## QUOTED TEXT
========================================
That bald statement is no more than partially true and without qualification it is misleading. Conditionals are classified both by mood (open or hypothetical) and by time reference (past, present or future), giving six basic types. The time reference is expressed by normal use of tense forms in open conditionals and by a special use of tense forms in closed or hypothetical conditionals. This table shows the respective tense forms for each of the basic types. These do represent rules, which a student needs to learn.


> The point of all true conditionals (leaving aside _pseudo-conditionals/cookie conditionals_) is that the result/consequence _flows_ from the condition.


 This fails to distinguish between logic and grammar. A sentence is a valid conditional if it conforms to the rules of conditionals, no matter how illogical it may be. 'If two and two make four, then four and four make eight' is a valid conditional and is also correct in logic and maths. 'If two and two make four, then four and four make seven' is incorrect in logic and maths, but it is still a valid conditional sentence because it obeys the rule for a present open conditional. The conclusion does not follow in logic, but in grammar the result clause corresponds correctly to the 'if' clause. So-called pseudo-conditionals may be illogical, but they are still valid conditionals as long as they follow the grammatical rules.


> Both _if he were to become president _and _if he becomes president_ establish a condition; if that condition is met, then a result follows: _he gets to appoint his vice president_.
========================================
## DATA EXCERPTS
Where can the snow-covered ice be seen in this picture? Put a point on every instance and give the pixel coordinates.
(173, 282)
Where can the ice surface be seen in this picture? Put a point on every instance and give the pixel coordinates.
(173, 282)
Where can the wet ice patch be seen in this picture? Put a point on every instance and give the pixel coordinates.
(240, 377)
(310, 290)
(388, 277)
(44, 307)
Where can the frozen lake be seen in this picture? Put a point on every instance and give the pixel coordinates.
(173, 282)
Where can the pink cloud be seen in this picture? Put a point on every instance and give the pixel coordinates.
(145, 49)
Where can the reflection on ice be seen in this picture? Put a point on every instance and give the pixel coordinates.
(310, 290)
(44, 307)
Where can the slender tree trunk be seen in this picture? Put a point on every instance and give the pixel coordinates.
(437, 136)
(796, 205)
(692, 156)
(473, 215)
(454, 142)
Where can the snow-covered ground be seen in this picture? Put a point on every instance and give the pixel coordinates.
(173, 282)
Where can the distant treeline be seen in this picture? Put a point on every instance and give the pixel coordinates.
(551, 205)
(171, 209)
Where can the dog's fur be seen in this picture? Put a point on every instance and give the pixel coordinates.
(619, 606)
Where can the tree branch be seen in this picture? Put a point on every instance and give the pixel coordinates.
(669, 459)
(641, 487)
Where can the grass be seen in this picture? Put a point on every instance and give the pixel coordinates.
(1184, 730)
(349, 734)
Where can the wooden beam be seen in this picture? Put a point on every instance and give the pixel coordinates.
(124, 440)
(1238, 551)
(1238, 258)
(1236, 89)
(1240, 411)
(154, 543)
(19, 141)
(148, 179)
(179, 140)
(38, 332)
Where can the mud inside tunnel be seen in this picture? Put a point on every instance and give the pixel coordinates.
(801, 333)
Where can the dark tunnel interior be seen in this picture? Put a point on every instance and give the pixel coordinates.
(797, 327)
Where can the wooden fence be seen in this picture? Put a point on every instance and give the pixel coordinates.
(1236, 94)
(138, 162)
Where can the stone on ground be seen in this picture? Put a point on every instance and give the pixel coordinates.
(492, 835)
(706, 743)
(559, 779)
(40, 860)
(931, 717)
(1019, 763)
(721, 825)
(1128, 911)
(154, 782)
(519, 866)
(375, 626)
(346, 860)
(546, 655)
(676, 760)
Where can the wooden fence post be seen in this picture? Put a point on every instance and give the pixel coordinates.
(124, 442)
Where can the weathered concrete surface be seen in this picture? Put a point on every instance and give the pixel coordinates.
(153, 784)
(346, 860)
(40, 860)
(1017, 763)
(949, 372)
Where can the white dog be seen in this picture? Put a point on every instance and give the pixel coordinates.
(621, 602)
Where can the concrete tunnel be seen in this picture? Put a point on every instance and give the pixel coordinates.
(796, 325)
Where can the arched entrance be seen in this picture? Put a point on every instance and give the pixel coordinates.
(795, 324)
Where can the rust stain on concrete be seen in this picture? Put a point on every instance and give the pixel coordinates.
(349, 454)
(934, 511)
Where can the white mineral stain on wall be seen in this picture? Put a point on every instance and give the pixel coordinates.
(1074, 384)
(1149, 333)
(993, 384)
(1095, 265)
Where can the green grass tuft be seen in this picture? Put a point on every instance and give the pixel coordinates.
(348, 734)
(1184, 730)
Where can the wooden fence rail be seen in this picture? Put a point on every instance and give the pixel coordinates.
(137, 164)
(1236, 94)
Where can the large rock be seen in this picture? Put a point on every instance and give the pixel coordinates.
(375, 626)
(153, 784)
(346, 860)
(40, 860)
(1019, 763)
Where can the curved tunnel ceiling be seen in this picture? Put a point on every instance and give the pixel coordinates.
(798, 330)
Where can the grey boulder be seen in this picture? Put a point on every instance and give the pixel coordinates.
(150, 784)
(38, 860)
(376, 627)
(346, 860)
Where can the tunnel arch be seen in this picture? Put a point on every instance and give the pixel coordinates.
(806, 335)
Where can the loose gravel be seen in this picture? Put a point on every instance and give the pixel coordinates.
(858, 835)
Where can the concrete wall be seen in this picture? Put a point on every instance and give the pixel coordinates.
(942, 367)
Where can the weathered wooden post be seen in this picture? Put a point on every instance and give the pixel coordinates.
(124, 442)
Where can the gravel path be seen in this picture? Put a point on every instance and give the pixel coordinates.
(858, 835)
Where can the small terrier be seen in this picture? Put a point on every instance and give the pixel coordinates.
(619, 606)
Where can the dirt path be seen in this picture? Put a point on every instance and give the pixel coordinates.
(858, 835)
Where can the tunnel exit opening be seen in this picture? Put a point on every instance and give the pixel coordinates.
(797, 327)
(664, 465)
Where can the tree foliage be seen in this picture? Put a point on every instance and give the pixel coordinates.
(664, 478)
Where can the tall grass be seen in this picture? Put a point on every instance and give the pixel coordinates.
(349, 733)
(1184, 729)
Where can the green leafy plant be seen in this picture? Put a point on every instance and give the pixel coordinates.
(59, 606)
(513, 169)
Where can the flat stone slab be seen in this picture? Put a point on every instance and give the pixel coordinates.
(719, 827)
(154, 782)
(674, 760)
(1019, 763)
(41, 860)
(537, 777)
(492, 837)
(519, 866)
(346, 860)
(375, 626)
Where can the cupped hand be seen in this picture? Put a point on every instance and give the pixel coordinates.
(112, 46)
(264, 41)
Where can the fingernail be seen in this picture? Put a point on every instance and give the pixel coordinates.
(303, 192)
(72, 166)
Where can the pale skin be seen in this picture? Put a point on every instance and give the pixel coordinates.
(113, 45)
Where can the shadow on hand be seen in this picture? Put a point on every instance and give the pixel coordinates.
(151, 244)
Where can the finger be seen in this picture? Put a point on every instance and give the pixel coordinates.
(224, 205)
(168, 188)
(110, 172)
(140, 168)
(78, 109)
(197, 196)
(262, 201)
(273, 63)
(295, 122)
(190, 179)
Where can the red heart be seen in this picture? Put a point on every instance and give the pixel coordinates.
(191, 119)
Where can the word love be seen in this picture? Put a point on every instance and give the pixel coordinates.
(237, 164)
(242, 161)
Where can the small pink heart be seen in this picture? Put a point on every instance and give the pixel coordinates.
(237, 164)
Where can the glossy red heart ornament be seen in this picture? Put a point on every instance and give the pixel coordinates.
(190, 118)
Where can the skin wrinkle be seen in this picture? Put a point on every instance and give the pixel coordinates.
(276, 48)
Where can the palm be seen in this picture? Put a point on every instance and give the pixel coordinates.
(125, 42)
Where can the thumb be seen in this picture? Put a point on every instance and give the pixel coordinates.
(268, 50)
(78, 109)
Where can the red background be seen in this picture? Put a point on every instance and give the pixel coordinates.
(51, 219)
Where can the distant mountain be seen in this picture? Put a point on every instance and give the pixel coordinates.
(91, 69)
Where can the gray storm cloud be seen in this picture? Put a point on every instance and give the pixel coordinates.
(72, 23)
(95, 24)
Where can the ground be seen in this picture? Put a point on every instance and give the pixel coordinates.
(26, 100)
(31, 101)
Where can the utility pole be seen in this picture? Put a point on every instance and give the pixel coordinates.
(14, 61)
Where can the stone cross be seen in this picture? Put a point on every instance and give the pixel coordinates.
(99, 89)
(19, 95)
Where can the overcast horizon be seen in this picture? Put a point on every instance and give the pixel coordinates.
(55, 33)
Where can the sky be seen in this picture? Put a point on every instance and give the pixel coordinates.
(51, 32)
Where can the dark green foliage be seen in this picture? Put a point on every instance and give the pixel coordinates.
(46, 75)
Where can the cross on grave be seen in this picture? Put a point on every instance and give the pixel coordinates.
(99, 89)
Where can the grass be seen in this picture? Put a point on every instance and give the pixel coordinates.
========================================
## WHAT THE TASK REQUIRES
Reproduce, word for word, the part of the passage on conditional sentences starting with "That bald statement" and going on through "from the condition.".

## WRITTEN RESPONSE
That bald statement is no more than partially true and without qualification it is misleading. Conditionals are classified both by mood (open or hypothetical) and by time reference (past, present or future), giving six basic types. The time reference is expressed by normal use of tense forms in open conditionals and by a special use of tense forms in closed or hypothetical conditionals. This table shows the respective tense forms for each of the basic types. These do represent rules, which a student needs to learn.


> The point of all true conditionals (leaving aside _pseudo-conditionals/cookie conditionals_) is that the result/consequence _flows_ from the condition.